= TEXT SEGMENT =

━━━━━━━━━━━━━━━━━━━━━━━━━━━━━━

Creative Discipline
Understanding Creative Discipline in the early years
By: Réne Petersen, Trinus teacher
Introduction
As teachers and parents, every day is filled with moments which require us to consider which lessons we would like to teach our children. Creative discipline is then a process which we work with constantly so that we become more flexible and confident when approaching our children. We need to be open and flexible and accept the fact that we will make mistakes and that that is ok! We love our children and want what is best for them and we are human. Children are incredibly forgiving and when we act from a space of love, we also must love ourselves enough to forgive ourselves when we make mistakes, as this is a journey for us too. Children do not want to hold grudges. They need to know we love them and they want to love us!
Thoughts to consider:
- IMITATION-BE IT!!! WE NEED TO SHOW THE CHILDREN THE QUALITIES WE WANT THEM TO LEARN BY LIVING THEM. Young children learn by watching and imitating us. This is a fact we need to absorb, reflect on and accept. E.g. so to have Good manners- they need to see us saying please and thank you. To learn Punctuality- they need to live it with and in their families and environment.
- MOTIVATION– Can the child understand WHY they need to do what we say? Young children do it for US- for our love and attention and to make us happy. As they get older we need them to do it out of themselves!! As children get older we need to develop their inner motivation skills. Beware of reward based motivation as this does not develop internal motivation- here children’s motivation is dependent on rewards or getting something other than inner satisfaction, pride and the love of hard work.
- EXPECTATIONS: Tell them” this is how it needs to go” so they KNOW exactly what is expected of them BOUNDARIES are also essential for children. They need to feel safe- so they know: “I can push this far and then I meet my teacher or my mother or father- so basically I am held. My surroundings and my world are reliable, stable” (As far as possible because we do live in an unpredictable world!) I have worked with special needs children as young as 2 years old; and this idea of never saying no to a child is something I have had to think deeply about. Because clearly there are some things/situations behaviors which are a definite NO! And children need to know that! Also- in this day and age saying “no” is a problem many adults struggle with. So why not show our children that it is ok to say no.

━━━━━━━━━━━━━━━━━━━━━━━━━━━━━━

= COLLECTED MATERIAL =
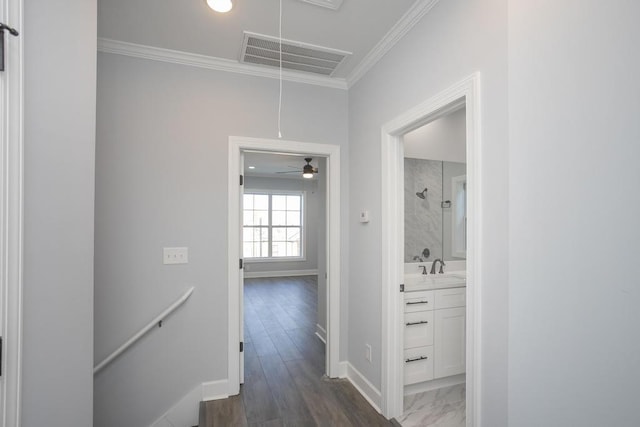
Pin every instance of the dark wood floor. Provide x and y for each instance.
(284, 365)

━━━━━━━━━━━━━━━━━━━━━━━━━━━━━━

= TO BE DONE =
a) According to the creative discipline text, how young were the youngest special needs children the writer has worked with?
b) Pick up the text on creative discipline in the early years right after its last sentence.

= RESULTS BY TASK =
a) As young as 2 years old.

b)
- RHYTHM- SAFETY AND SECURITY!! Rhythm is important so children know what to expect and that makes them feel safe and secure, again, that they are held in the world. There is a time and a place for everything. Rhythm is another way we can develop good habits that become second nature to the children.
- ATTENTION: Why is the child behaving this way?? Do they like negative attention- because being “naughty” gets the attention of adults?? Some children act out because that is how they get your attention.
- Here PRAISE and ACKNOWLEDGEMENT come in strongly. Acknowledge their efforts when you see them doing well so that they want this positive attention. And don’t forget to acknowledge and “see” the good children too.
Why is the Waldorf approach to discipline different?
Because we don’t go straight to one standardised policy on discipline. In working with the entire being of the child we always ask “What does this child need, how will I teach them and WHY am I doing this?”
- CHILD APPROPRIATE: Different strategies are needed because children react differently to different approaches. In the classroom one of the most effective discipline tools is to be silent even. Then children know that this is serious. Some children just need to MOVE. At times children lash out because they need to release some of the pent up energy they have. So when it comes to creative discipline it is ESSENTIAL TO KNOW THE CHILD! Then one can sense what the right way to approach the problem is.
- AGE APPROPRIATE: A young child cannot sit and discuss their feelings with you because they do not yet have a true sense of self. They are not yet capable of that self-reflection and analysis. At different ages children need different approaches. Discipline must be age-appropriate in order to be effective!
- CLEAR INTENTION– what do we want the child to learn or gain? So for a repeated litterer writing lines wouldn’t help us teach the child the lessons. So we let this child clean! With the young child we have them with us while we pick it up. We want children to learn from their mistakes. We want to SHOW them the appropriate behaviour and we want them to think about how to FIX IT. If you tell your child “if you don’t clean up I will take away your toys” and they say: “Ok daddy I don’t want this anyway” then take the toys! Don’t worry that they are not learning anything because once the toys are taken away YOU won’t have to pick them up again or struggle with this
- DISCERNMENT– PICK YOUR BATTLES! Sometimes it is best to laugh it off, sometimes we can leave children to figure it out amongst themselves, and sometimes we can ignore it. We also need to learn to use the long discussion effectively. Ask yourself: “Is it really the end of the world if my child goes to the car without shoes on?” Picking battles is also important because it is linked to Consistency. Because if you do it once you need to do it EVERY time.
- OPEN TO TRY ANYTHING- we can’t say “I will never say no to my child” or “My child will never be forced to do anything like I was”. We can NEVER give up on our children! So we try something and then try another. We need to be FLEXIBLE in our consistency!!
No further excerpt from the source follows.